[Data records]
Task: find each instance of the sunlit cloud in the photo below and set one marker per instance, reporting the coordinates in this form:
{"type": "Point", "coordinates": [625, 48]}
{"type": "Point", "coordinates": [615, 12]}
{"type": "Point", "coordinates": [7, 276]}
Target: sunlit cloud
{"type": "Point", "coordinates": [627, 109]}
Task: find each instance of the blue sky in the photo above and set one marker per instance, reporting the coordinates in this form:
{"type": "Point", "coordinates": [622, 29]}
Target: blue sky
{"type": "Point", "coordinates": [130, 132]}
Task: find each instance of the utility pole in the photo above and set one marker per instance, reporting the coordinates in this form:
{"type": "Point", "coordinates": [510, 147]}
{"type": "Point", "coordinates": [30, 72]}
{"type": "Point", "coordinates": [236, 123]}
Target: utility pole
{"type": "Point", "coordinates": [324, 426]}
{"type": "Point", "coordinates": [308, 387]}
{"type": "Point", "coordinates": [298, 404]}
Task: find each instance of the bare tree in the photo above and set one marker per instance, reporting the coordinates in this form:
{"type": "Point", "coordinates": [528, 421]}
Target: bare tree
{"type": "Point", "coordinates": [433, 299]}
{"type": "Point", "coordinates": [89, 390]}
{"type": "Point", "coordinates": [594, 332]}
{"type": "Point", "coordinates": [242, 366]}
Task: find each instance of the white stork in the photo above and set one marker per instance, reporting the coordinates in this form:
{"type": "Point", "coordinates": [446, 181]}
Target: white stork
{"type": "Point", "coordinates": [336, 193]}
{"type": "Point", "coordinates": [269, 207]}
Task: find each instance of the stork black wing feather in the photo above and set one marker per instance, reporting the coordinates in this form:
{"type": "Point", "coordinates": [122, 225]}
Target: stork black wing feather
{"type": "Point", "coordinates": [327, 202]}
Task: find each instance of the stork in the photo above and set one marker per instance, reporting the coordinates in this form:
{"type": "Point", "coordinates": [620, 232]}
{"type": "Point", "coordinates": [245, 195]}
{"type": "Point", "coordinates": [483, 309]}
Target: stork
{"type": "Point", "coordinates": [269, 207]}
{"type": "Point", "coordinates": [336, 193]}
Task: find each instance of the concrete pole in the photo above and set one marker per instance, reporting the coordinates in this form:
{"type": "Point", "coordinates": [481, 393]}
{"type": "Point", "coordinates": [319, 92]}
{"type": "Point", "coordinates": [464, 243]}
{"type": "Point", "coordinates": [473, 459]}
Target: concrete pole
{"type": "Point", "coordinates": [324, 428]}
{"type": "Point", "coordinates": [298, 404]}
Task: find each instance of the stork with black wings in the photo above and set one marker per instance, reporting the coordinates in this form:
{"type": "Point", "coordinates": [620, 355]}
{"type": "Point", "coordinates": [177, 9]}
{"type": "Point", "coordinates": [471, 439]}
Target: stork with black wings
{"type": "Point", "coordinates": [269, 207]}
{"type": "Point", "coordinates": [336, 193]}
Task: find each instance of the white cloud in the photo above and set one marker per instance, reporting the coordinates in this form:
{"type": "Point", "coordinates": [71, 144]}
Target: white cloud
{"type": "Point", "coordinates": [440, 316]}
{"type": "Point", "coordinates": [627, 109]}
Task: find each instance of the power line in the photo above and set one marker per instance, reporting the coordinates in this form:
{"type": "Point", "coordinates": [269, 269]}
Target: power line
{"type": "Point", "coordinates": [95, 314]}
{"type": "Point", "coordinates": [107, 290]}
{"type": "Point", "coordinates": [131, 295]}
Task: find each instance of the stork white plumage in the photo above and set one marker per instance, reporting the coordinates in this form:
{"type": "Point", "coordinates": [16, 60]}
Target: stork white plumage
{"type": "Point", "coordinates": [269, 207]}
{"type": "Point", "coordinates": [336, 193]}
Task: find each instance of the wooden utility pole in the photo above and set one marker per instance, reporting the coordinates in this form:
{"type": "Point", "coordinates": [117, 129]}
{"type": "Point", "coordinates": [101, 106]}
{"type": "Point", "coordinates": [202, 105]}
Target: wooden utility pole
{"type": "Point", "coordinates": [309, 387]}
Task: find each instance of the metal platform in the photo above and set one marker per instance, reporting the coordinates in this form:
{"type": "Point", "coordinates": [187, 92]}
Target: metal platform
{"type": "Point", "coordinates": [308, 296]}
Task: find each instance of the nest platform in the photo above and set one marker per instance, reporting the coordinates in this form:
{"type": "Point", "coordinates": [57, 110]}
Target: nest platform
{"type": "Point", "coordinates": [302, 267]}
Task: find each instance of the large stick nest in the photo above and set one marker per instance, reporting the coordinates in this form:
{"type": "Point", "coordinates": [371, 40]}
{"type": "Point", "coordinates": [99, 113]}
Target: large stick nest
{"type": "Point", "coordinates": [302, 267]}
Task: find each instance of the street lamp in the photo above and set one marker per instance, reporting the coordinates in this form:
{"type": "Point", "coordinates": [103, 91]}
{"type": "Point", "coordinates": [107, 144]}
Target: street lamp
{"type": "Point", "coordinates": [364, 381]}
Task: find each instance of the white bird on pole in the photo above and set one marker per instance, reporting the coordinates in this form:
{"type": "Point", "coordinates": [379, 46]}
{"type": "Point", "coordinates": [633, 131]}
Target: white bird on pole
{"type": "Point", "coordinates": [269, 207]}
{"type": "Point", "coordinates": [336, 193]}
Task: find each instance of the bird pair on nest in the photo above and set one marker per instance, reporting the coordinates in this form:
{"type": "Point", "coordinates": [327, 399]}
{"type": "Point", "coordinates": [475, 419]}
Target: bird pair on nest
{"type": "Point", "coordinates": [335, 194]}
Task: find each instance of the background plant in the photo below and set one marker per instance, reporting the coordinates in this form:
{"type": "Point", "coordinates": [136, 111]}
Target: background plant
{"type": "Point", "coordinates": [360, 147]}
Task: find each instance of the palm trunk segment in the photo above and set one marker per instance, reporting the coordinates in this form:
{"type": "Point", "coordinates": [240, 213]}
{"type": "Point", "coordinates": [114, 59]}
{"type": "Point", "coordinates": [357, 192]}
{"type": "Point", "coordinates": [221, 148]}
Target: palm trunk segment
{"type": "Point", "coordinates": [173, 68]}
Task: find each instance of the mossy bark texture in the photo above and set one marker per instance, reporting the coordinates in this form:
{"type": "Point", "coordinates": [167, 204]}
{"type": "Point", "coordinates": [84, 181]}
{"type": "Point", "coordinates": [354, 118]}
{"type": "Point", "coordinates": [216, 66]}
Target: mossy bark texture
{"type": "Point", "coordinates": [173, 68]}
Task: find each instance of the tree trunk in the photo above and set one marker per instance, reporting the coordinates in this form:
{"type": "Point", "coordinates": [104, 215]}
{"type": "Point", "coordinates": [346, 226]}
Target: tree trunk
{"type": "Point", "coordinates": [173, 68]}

• WHAT TO WORK ON
Output the listing above exactly as it appears.

• TASK RESPONSE
Task: find each instance of the sunlit cloud in the photo below and set one marker per instance, reporting the coordinates in this form:
{"type": "Point", "coordinates": [625, 48]}
{"type": "Point", "coordinates": [615, 12]}
{"type": "Point", "coordinates": [7, 276]}
Target: sunlit cloud
{"type": "Point", "coordinates": [627, 109]}
Task: find each instance of the blue sky in the photo above and set one marker per instance, reporting the coordinates in this form:
{"type": "Point", "coordinates": [622, 29]}
Target: blue sky
{"type": "Point", "coordinates": [130, 132]}
Task: find each instance of the utility pole in the photo above and set one marker per instance, reporting the coordinates in this form:
{"type": "Point", "coordinates": [510, 147]}
{"type": "Point", "coordinates": [30, 72]}
{"type": "Point", "coordinates": [236, 123]}
Target: utility pole
{"type": "Point", "coordinates": [324, 426]}
{"type": "Point", "coordinates": [308, 387]}
{"type": "Point", "coordinates": [298, 404]}
Task: find each instance of the bare tree in the photo above and set one marker per instance, reporting the coordinates in this form:
{"type": "Point", "coordinates": [528, 421]}
Target: bare tree
{"type": "Point", "coordinates": [433, 299]}
{"type": "Point", "coordinates": [89, 390]}
{"type": "Point", "coordinates": [594, 332]}
{"type": "Point", "coordinates": [242, 366]}
Task: find each instance of the white stork in the photo above and set one marker per instance, reporting the coordinates in this form:
{"type": "Point", "coordinates": [446, 181]}
Target: white stork
{"type": "Point", "coordinates": [336, 193]}
{"type": "Point", "coordinates": [269, 207]}
Task: find each instance of the stork black wing feather in the photo above and set one marker per instance, reporting the coordinates in this form:
{"type": "Point", "coordinates": [122, 225]}
Target: stork black wing feather
{"type": "Point", "coordinates": [327, 202]}
Task: find each instance of the stork in the photo above and set one marker per instance, reporting the coordinates in this form:
{"type": "Point", "coordinates": [620, 232]}
{"type": "Point", "coordinates": [245, 195]}
{"type": "Point", "coordinates": [483, 309]}
Target: stork
{"type": "Point", "coordinates": [269, 207]}
{"type": "Point", "coordinates": [336, 193]}
Task: find each instance of the concrete pole in the photo above and set one marker per instance, reporting the coordinates in this form:
{"type": "Point", "coordinates": [481, 393]}
{"type": "Point", "coordinates": [319, 92]}
{"type": "Point", "coordinates": [464, 243]}
{"type": "Point", "coordinates": [473, 459]}
Target: concrete pole
{"type": "Point", "coordinates": [324, 428]}
{"type": "Point", "coordinates": [298, 404]}
Task: find each instance of the stork with black wings in the photo above and set one marker per instance, reporting the coordinates in this form:
{"type": "Point", "coordinates": [620, 355]}
{"type": "Point", "coordinates": [177, 9]}
{"type": "Point", "coordinates": [471, 439]}
Target: stork with black wings
{"type": "Point", "coordinates": [269, 207]}
{"type": "Point", "coordinates": [336, 193]}
Task: find each instance of the white cloud in the photo above and set one marker per instance, reporting the coordinates in this form:
{"type": "Point", "coordinates": [71, 144]}
Target: white cloud
{"type": "Point", "coordinates": [440, 316]}
{"type": "Point", "coordinates": [627, 109]}
Task: find each instance of the power line in the photo above and set one marker per instance, reporting the coordinates in this form:
{"type": "Point", "coordinates": [269, 269]}
Target: power line
{"type": "Point", "coordinates": [95, 314]}
{"type": "Point", "coordinates": [107, 290]}
{"type": "Point", "coordinates": [131, 295]}
Task: find each instance of the stork white plumage in the photo above and set one marker per instance, reporting the coordinates in this form:
{"type": "Point", "coordinates": [16, 60]}
Target: stork white plumage
{"type": "Point", "coordinates": [269, 207]}
{"type": "Point", "coordinates": [336, 193]}
Task: find each instance of the wooden utility pole in the photo above and set one marker per instance, reporting the coordinates in this form:
{"type": "Point", "coordinates": [117, 129]}
{"type": "Point", "coordinates": [101, 106]}
{"type": "Point", "coordinates": [202, 105]}
Target: wooden utility pole
{"type": "Point", "coordinates": [309, 387]}
Task: find each instance of the metal platform in the photo above and set one marker per instance, reporting the coordinates in this form:
{"type": "Point", "coordinates": [187, 92]}
Target: metal platform
{"type": "Point", "coordinates": [308, 296]}
Task: find each instance of the nest platform in the photo above and set one marker per instance, reporting the coordinates in this form:
{"type": "Point", "coordinates": [57, 110]}
Target: nest platform
{"type": "Point", "coordinates": [302, 267]}
Task: find each instance of the large stick nest in the photo above and set one marker per instance, reporting the coordinates in this form:
{"type": "Point", "coordinates": [371, 40]}
{"type": "Point", "coordinates": [99, 113]}
Target: large stick nest
{"type": "Point", "coordinates": [302, 267]}
Task: find each instance of the street lamp in the photo above and set one marker per instance, reporting the coordinates in this form:
{"type": "Point", "coordinates": [103, 91]}
{"type": "Point", "coordinates": [107, 144]}
Target: street lamp
{"type": "Point", "coordinates": [364, 381]}
Task: find each instance of the white bird on pole in the photo above and set one marker per instance, reporting the coordinates in this form:
{"type": "Point", "coordinates": [379, 46]}
{"type": "Point", "coordinates": [633, 131]}
Target: white bird on pole
{"type": "Point", "coordinates": [269, 207]}
{"type": "Point", "coordinates": [336, 193]}
Task: find each instance of the bird pair on nest in the photo above and set one marker per instance, reporting the coordinates in this form:
{"type": "Point", "coordinates": [327, 399]}
{"type": "Point", "coordinates": [475, 419]}
Target: bird pair on nest
{"type": "Point", "coordinates": [335, 194]}
Task: find each instance of the background plant in the photo below and set one marker per instance, reporting the coordinates in this form:
{"type": "Point", "coordinates": [136, 111]}
Target: background plant
{"type": "Point", "coordinates": [360, 147]}
Task: find each instance of the palm trunk segment in the photo above and set one marker per instance, reporting the coordinates in this form:
{"type": "Point", "coordinates": [240, 213]}
{"type": "Point", "coordinates": [114, 59]}
{"type": "Point", "coordinates": [357, 192]}
{"type": "Point", "coordinates": [221, 148]}
Target: palm trunk segment
{"type": "Point", "coordinates": [173, 68]}
Task: find each instance of the mossy bark texture in the photo above and set one marker per instance, reporting the coordinates in this form:
{"type": "Point", "coordinates": [167, 204]}
{"type": "Point", "coordinates": [84, 181]}
{"type": "Point", "coordinates": [354, 118]}
{"type": "Point", "coordinates": [216, 66]}
Target: mossy bark texture
{"type": "Point", "coordinates": [173, 68]}
Task: find each instance of the tree trunk in the photo above and set one marker per instance, reporting the coordinates in this form:
{"type": "Point", "coordinates": [104, 215]}
{"type": "Point", "coordinates": [346, 226]}
Target: tree trunk
{"type": "Point", "coordinates": [173, 68]}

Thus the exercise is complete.